- Requirement
Copy the rows below verbatim, from the line holding "Target: clump of white blossoms" through the final row, both ends inclusive.

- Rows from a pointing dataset
··········
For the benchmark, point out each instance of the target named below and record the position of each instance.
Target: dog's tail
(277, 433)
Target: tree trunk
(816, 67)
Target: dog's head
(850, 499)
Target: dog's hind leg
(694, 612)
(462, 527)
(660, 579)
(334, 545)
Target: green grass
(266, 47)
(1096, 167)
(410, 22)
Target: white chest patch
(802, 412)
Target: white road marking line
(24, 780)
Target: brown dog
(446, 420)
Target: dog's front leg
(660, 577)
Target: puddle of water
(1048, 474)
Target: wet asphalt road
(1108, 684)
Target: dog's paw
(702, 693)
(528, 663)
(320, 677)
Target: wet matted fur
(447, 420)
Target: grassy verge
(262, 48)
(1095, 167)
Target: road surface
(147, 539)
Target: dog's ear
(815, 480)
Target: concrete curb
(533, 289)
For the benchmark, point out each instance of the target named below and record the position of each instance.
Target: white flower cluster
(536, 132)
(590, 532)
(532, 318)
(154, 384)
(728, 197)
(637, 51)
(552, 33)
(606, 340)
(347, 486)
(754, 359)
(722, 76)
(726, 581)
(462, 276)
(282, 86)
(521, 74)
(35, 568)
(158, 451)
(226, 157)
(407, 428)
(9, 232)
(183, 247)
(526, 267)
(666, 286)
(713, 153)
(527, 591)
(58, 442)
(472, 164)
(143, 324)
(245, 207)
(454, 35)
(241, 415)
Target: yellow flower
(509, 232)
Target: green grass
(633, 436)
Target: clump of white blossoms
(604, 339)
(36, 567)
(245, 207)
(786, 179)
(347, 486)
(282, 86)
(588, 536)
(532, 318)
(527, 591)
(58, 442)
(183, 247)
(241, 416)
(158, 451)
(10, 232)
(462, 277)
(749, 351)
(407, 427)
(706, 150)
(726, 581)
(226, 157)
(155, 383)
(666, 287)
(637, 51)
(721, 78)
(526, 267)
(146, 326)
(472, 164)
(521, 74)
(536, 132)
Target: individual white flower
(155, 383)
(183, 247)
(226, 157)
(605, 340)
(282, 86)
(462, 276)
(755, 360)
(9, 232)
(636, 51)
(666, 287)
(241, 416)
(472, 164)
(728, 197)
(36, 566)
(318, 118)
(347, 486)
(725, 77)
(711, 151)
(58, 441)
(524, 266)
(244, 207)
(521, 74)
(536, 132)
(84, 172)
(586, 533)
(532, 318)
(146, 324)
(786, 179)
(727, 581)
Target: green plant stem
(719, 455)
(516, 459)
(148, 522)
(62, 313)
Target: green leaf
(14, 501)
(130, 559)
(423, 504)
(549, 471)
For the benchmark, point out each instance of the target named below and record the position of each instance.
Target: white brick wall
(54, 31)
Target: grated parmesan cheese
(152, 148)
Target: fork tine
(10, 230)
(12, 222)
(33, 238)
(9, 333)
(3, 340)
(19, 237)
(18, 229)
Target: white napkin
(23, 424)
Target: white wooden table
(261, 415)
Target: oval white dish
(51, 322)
··········
- Solution for this problem
Target: clump of white blossoms
(604, 339)
(36, 567)
(245, 207)
(786, 179)
(347, 486)
(282, 86)
(588, 536)
(532, 318)
(527, 591)
(58, 442)
(183, 247)
(241, 416)
(158, 451)
(10, 232)
(462, 277)
(749, 351)
(407, 427)
(706, 150)
(726, 581)
(226, 157)
(155, 383)
(666, 287)
(637, 51)
(721, 78)
(526, 267)
(146, 326)
(472, 164)
(521, 74)
(536, 132)
Target: individual white flower
(155, 383)
(183, 247)
(226, 157)
(605, 340)
(282, 86)
(462, 276)
(755, 360)
(9, 232)
(636, 51)
(666, 287)
(241, 416)
(472, 164)
(728, 197)
(36, 566)
(318, 118)
(347, 486)
(725, 77)
(711, 151)
(58, 441)
(524, 266)
(244, 207)
(521, 74)
(536, 132)
(84, 172)
(586, 533)
(532, 318)
(146, 324)
(786, 179)
(727, 581)
Target: green plant stem
(719, 455)
(516, 459)
(148, 522)
(62, 313)
Target: green leaf
(14, 501)
(130, 559)
(423, 504)
(549, 471)
For the benchmark, point out each instance of the target named below and record the position of each instance.
Target: white brick wall
(54, 31)
Target: grated parmesan cheese
(152, 148)
Target: fork tine
(10, 230)
(12, 222)
(33, 238)
(9, 333)
(3, 340)
(19, 237)
(18, 229)
Target: white napkin
(23, 424)
Target: white wooden table
(261, 415)
Target: oval white dish
(51, 322)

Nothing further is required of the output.